### [Alıştırma 1]
Atilla'nın ifadesini anlatan metne göre şu soruları cevaplayın:
(a) 2010'da OFAC kendilerini hangi konuda uyarmış?
(b) Fleming jüri üyelerine hangi delili sunuyor?
(c) Atilla'nın ifadesi neyle dolu?

### [Gösterilen metin]

★ ★ ★ ★ ★

Atilla bu soruya “hayır gelmedi” dedi.
Atilla, 2010’da OFAC’ın kendilerini bazı bankalar konusunda uyardığını ve o bankalarla çalışmayı bıraktıklarını söylüyor.
Atilla, İran’a yönelik yaptırımlarla ilgili düzenlemelerdeki değişiklikleri ve bunların Halkbank üzerindeki etkilerini ayrıntılı şekilde anlatıyor.
Atilla, İran’a yönelik yaptırımlara uyum için uygulanması gereken prosedürleri ayrıntılı şekilde anlatıyor. İfadesi teknik detaylarla dolu.
Fleming, jüri üyelerine yeni bir delil sunuyor: Atilla’nın Szubin’e Kasım 2013’te gönderdiği bir e-posta.

★ ★ ★ ★ ★

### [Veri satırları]

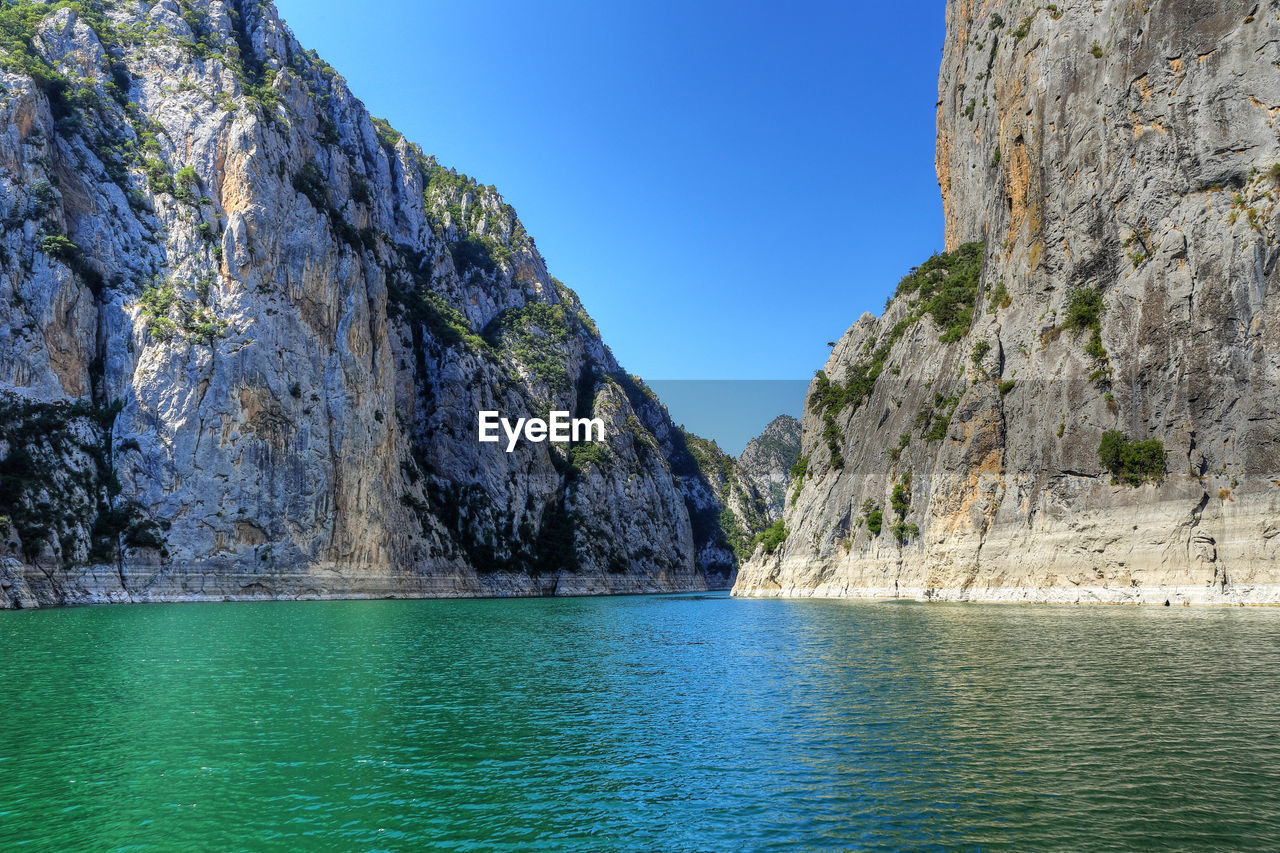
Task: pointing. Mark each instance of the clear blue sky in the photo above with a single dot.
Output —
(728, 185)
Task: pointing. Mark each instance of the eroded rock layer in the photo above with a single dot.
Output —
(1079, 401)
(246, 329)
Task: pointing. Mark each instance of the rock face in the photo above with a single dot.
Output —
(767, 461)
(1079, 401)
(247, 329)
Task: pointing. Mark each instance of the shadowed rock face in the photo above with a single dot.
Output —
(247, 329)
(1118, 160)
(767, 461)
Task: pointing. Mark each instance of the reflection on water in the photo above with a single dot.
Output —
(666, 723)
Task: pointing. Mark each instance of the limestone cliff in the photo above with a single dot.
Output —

★ ★ ★ ★ ★

### [Alıştırma 2]
Veri satırlarındaki girdilerin hepsinde "with a single dot" yerine "with one point" yazarak düzenleyin. Başka hiçbir şeyi değiştirmeden satırları yeniden verin ve resimleri cevaba koymayın.

### [Tam çözüm 1]
(a) Bazı bankalar konusunda.
(b) Atilla'nın Szubin'e Kasım 2013'te gönderdiği bir e-postayı.
(c) Teknik detaylarla.

### [Tam çözüm 2]
Task: pointing. Mark each instance of the clear blue sky in the photo above with one point.
Output —
(728, 185)
Task: pointing. Mark each instance of the eroded rock layer in the photo above with one point.
Output —
(1079, 401)
(246, 329)
Task: pointing. Mark each instance of the rock face in the photo above with one point.
Output —
(767, 461)
(1079, 401)
(247, 329)
Task: pointing. Mark each instance of the shadowed rock face in the photo above with one point.
Output —
(247, 329)
(1118, 160)
(767, 461)
Task: pointing. Mark each instance of the reflection on water in the photo above with one point.
Output —
(666, 723)
Task: pointing. Mark each instance of the limestone cliff in the photo above with one point.
Output —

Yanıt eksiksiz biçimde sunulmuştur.